Please select and copy every line in the entries below that contains the word "green". Case counts.

PROVIDED RECORDS:
......
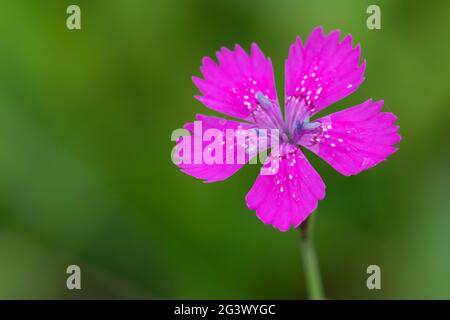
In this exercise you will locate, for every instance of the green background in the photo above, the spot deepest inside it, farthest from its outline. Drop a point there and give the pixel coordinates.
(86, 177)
......
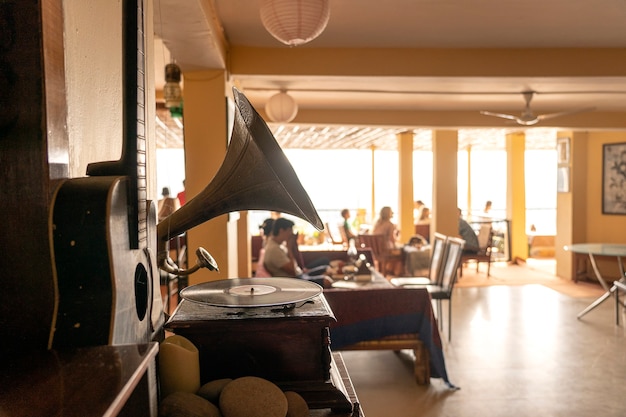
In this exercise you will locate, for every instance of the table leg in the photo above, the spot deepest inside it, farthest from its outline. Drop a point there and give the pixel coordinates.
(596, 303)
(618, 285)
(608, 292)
......
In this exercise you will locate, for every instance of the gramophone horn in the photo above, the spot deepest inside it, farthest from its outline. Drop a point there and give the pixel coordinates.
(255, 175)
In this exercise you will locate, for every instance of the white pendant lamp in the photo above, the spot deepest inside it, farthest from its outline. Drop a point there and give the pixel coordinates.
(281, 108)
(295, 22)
......
ANSWER:
In this exercise you will locate, for every instance of the green background in the photo above, the spot deepest inside it, farthest from its outline. Drop a point there and give the pixel coordinates.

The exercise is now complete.